TEXTO FORNECIDO.

Esta foto de Autor Desconhecido está licenciado em CC BY (Quadro de Chico da Silva)


Na mitologia grega, a figura mais frequentemente associada à Cultura é Prometeu, um titã que, para viabilizar a existência dos humanos – seres por ele criados -, roubou o fogo dos deuses, entregando-o aos mortais que, a partir de então, passaram a ter a ousadia de tentar coisas até então exclusivas das divindades. Por isso, tanto o irmão de Atlas e Epimeteu, como a própria humanidade, receberam punições perpétuas; ele sendo acorrentado a uma pedra (onde diariamente tem o fígado dilacerado por um abutre, mas o órgão é recomposto à noite, pelo sono); ela imantada de dúvidas sobre que é o certo e o errado.


Não são poucos os culturólogos que associam o aludido mito grego com certa passagem da angelologia do Oriente Médio, precisamente a que se refere à queda de Lúcifer, o anjo originariamente responsável pela luz, ou seja, pelo fogo divino, cuja proximidade com o elemento ardente o fez cair na tentação de também querer ser criador. Por isso, como esperado, foi punido com o degredo para os infernos, onde passou a recepcionar, com chamas incessantes e um afiado tridente, aqueles que contrariam a vontade e a exclusividade do poder de Deus.


Essas passagens levam à inferência de que as práticas culturais carregam sempre a potencialidade de reivindicar a inclusão para mais gente, de variar as relações, de propor coisas novas, as quais frequentemente desagradam os poderosos. E quanto ao fogo, ele sempre aparece, seja para determinar começos ou como tentativa de pôr um fim aos atrevimentos.


A ferro e fogo são tratadas as divergências da cultura, com incêndios de cidades liberais, cujo álibi, para justificar os massacres, joga sobre elas a alcunha de libertinas; com queima de mulheres e homens que ingressam na ciência ou na política, desta feita chamando-os de bruxas, hereges ou traidores; com piras de livros, bibliotecas, cinematecas, igrejas, estátuas, instrumentos musicais e museus, sob os argumentos da subversão ou da revolução cultural.

DETALHES DO EXERCÍCIO. Escreva a continuação do texto sobre a cultura e o fogo, começando logo depois da última frase dele. As linhas que vêm a seguir não são necessárias.

INFORMAÇÕES FORNECIDAS.

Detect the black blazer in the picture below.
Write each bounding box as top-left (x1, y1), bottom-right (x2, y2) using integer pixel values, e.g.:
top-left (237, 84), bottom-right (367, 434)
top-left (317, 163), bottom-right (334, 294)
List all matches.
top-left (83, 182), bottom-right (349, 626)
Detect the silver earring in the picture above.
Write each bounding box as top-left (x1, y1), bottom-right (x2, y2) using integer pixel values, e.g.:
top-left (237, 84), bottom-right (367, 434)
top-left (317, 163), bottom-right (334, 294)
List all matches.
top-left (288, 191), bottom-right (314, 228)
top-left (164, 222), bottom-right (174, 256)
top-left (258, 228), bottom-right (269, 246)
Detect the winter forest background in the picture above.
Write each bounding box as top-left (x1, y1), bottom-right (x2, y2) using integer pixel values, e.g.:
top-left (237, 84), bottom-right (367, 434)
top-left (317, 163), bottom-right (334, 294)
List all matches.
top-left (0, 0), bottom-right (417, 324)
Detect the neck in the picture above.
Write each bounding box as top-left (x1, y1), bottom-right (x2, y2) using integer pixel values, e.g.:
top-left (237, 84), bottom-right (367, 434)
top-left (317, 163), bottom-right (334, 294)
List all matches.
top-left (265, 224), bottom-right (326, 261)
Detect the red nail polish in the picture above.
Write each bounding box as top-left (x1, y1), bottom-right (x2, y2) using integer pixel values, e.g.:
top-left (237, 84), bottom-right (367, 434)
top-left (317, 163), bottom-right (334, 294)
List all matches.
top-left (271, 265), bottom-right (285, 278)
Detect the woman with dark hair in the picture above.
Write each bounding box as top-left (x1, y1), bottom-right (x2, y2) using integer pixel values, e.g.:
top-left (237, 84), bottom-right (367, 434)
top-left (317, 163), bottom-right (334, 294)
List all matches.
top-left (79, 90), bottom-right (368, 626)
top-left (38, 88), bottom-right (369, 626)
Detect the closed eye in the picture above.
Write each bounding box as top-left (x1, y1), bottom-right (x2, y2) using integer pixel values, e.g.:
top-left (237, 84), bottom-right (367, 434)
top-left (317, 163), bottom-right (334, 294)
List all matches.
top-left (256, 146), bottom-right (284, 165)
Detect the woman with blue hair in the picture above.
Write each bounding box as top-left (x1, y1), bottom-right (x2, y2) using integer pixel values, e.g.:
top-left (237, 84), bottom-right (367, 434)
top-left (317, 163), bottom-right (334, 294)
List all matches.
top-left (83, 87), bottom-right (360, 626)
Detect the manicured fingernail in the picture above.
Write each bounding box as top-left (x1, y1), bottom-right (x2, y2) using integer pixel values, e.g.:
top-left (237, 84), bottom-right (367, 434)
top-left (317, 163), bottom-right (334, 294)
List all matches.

RESPOSTA DO EXERCÍCIO.
Aparenta que todos os que querem se livrar de certo vestígio cultural considerado incômodo, pensam como primeira opção fazer uso do fogo, sob a ilusão de que as chamas põem um fim definitivo àquilo que os desagrada ou que os impede de vivenciar o poder de forma plena e sem contrastes.


Ledo engano! Ou seria um crasso engano?! Porque se o fogo não é o signo da cultura, é ao menos seu a(s)cendente mais forte, e frente a ela costuma funcionar como adubo, tal qual ocorre com a carnaúba, se quisermos uma imagem ao mesmo tempo realista e regionalista.

Porém, para guardar coerência com a estrutura inicial do texto, retomando as referências mitológicas, observa-se que a cultura, em suas múltiplas manifestações, é semelhante a um certo e inquieto pássaro de penas multicoloridas, que apenas a cada meio milênio pousa em seu ninho, com a finalidade de pensar sobre si próprio, e contrabalançar as ideias de continuidade e renovação, em face das quais se incendeia espontaneamente, objetivando se renovar a partir das próprias cinzas.


Parece, portanto, ser uma grande tolice olvidar o diálogo e a reflexão e querer extinguir pelo fogo a fênix indestrutível que chamamos de cultura.

Humberto Cunha Filho - Professor de Direitos Culturais nos programas de graduação, mestrado e doutorado da Universidade de Fortaleza (UNIFOR). Presidente de Honra do IBDCult – Instituto Brasileiro de Direitos Culturais. Autor, dentre outros, do livro “Teoria dos Direitos Culturais: fundamentos e finalidades” (Edições SESC-SP)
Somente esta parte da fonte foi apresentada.